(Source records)
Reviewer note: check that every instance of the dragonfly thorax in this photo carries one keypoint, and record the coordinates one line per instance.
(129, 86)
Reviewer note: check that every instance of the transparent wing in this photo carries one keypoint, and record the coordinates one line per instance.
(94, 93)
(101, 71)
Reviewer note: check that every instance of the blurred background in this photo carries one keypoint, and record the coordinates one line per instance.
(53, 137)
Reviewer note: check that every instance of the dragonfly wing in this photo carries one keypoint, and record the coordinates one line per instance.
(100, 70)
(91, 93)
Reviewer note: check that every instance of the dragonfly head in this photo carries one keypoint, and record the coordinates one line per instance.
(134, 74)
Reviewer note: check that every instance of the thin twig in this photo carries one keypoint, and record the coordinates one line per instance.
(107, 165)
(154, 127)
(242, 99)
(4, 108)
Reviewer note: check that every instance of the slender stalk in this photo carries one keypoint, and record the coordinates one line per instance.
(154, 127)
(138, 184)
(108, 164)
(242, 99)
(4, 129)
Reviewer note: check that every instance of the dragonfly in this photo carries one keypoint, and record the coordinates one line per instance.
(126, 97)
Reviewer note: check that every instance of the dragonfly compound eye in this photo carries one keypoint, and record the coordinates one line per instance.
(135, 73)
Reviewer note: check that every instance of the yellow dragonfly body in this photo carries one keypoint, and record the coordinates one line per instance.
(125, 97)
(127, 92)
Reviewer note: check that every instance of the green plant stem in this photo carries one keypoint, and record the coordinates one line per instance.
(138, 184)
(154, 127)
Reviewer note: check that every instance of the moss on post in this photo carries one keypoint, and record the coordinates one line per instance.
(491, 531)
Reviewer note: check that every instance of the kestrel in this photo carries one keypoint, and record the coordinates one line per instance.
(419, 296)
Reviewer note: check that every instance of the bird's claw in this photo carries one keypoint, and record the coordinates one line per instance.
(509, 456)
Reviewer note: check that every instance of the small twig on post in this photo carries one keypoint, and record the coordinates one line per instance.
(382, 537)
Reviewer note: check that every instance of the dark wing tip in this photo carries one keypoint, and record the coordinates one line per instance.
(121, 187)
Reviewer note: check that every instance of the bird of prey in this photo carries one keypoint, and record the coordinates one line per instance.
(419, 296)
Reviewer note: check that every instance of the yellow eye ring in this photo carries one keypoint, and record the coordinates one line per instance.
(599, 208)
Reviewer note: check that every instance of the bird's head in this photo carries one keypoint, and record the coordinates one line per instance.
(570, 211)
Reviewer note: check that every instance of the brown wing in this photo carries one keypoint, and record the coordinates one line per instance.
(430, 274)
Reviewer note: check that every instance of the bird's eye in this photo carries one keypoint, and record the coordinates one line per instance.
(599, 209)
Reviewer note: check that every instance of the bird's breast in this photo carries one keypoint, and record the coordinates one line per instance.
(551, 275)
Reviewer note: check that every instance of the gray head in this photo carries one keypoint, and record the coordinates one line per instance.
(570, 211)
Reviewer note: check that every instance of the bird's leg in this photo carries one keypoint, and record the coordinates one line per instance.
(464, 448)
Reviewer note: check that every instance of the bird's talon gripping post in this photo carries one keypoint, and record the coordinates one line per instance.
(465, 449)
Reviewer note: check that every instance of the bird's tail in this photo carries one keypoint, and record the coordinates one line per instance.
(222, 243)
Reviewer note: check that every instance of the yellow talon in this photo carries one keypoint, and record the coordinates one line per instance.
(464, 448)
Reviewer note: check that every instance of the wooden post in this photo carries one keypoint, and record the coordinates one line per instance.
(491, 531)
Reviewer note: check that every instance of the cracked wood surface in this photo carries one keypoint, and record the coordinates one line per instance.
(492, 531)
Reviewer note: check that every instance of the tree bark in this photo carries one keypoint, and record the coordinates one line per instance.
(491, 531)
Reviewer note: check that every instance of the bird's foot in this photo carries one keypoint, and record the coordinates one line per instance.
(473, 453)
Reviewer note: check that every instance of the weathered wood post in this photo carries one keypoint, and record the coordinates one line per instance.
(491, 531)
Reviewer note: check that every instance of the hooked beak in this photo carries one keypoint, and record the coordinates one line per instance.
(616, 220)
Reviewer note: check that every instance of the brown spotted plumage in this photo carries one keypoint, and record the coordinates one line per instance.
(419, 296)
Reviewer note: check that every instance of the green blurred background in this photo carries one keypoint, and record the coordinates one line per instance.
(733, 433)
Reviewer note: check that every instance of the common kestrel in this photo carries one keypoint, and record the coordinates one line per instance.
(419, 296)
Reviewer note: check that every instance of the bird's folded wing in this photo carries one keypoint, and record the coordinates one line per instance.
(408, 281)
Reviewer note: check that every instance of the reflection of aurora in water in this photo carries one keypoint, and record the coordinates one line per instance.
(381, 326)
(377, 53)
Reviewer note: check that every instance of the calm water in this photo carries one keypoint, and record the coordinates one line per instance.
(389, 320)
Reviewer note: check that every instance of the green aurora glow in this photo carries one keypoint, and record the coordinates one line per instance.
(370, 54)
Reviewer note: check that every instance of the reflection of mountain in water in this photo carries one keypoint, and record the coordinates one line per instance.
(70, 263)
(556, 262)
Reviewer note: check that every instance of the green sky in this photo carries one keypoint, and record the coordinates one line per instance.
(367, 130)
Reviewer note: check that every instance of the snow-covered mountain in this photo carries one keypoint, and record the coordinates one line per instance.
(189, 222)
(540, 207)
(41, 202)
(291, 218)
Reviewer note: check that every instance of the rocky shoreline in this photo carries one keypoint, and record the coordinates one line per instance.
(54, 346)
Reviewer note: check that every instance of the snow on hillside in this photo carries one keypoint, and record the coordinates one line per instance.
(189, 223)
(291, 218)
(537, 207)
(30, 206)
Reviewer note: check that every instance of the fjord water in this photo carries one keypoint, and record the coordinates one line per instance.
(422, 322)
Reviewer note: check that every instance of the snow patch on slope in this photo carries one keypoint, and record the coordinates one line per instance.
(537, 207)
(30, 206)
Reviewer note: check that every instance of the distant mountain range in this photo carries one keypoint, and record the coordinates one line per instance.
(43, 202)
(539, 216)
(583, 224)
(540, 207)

• [What is expected] Retype only the lines running from the line with "Reviewer note: check that every instance of the snow on" to the end of the listing, including both of those lines.

• [Exercise solution]
Reviewer note: check that every instance of the snow on hillside in this photo carries one keypoint, and record the coordinates one line per instance.
(189, 223)
(291, 218)
(537, 207)
(30, 206)
Reviewer note: check that every instance of the fjord water in this photo carries one keypoint, and record the coordinates one line per instance.
(422, 322)
Reviewer note: check that every instance of the snow patch on slope in this photo carries one keypoint, and record the coordinates one line per instance.
(537, 207)
(30, 206)
Reviewer note: check that every instance of the distant mountain range in this photo carries one keypoint, and record the coordinates one line per instance.
(43, 202)
(539, 216)
(583, 224)
(540, 207)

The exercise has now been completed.